-- WORK TO COMPLETE --
Reproduce the data below word for word, from its first line through the line containing "[(476, 205)]". Leave the pictures out of your copy.
-=-=-
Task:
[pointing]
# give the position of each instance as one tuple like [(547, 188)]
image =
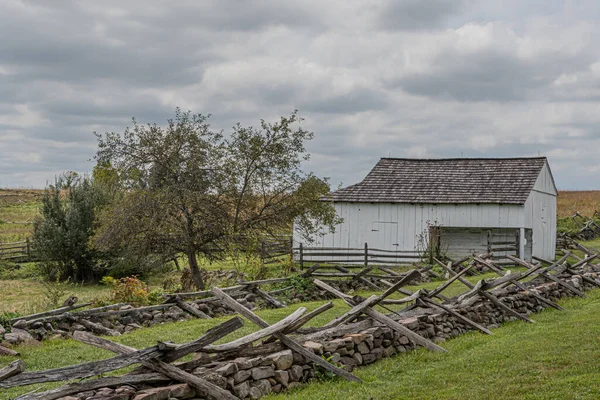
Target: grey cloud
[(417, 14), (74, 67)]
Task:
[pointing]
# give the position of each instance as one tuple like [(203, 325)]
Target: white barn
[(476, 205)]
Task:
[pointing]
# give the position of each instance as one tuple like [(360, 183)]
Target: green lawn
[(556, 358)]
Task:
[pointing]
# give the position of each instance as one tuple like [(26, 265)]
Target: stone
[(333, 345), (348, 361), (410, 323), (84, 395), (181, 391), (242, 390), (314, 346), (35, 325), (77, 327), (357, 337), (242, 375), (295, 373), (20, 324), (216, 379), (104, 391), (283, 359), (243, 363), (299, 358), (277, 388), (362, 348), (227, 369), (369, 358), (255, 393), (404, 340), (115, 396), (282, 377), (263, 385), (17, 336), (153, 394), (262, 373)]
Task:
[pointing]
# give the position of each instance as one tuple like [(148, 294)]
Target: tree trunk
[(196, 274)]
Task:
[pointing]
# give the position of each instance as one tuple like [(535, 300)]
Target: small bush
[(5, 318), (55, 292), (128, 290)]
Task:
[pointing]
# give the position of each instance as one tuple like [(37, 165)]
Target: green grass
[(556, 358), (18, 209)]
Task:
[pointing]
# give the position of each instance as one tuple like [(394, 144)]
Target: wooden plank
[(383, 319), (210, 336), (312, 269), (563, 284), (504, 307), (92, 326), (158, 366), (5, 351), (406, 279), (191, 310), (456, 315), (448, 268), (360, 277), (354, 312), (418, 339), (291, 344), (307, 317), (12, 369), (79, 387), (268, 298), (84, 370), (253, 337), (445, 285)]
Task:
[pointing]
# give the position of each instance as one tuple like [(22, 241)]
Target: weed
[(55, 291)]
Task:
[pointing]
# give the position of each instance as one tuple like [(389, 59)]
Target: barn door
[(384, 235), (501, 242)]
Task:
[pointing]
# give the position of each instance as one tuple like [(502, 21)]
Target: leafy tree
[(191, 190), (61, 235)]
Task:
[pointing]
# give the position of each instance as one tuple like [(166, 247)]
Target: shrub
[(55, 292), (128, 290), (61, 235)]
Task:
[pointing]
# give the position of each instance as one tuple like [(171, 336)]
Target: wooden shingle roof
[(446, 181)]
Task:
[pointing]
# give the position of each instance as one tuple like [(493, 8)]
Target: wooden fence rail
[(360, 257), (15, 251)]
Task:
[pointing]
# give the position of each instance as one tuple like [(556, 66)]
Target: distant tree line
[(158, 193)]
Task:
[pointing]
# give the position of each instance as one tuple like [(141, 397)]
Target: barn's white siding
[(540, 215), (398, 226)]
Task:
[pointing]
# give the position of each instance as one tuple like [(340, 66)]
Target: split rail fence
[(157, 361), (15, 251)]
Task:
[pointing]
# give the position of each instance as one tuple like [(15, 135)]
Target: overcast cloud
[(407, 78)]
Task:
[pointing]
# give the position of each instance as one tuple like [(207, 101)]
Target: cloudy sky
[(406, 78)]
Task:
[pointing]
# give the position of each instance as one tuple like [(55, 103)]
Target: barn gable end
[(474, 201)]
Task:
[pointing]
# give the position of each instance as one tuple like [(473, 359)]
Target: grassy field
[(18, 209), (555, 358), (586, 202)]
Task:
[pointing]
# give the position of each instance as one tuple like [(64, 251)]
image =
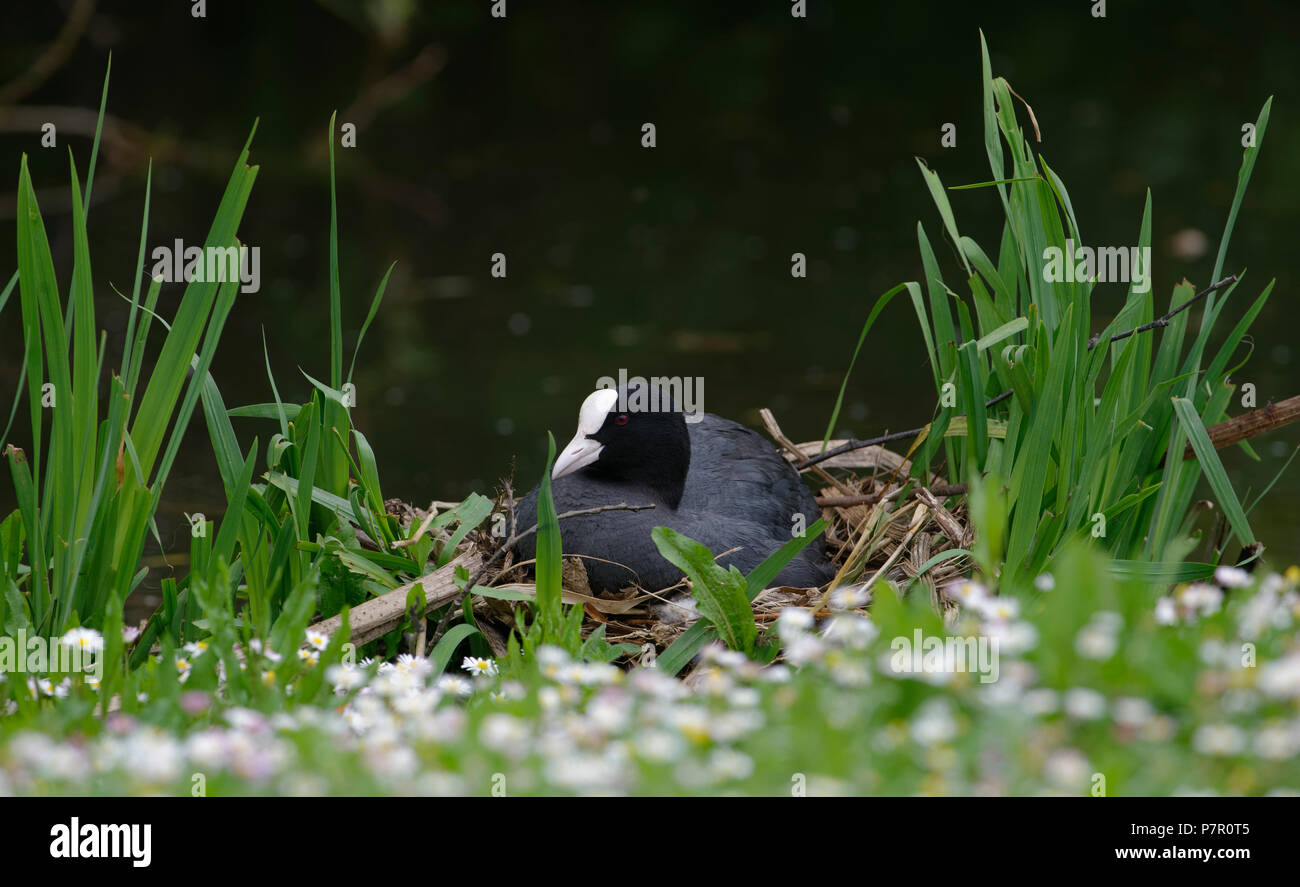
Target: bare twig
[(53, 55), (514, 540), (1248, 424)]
-=-=-
-- CORRECT RESPONSE --
Task:
[pointing]
# give the position of each instance as one tuple like [(547, 188)]
image =
Target: grey cloud
[(417, 14), (74, 67)]
Task:
[pointing]
# give the position of each instance as one tuple like [(203, 325)]
Target: white barn
[(476, 205)]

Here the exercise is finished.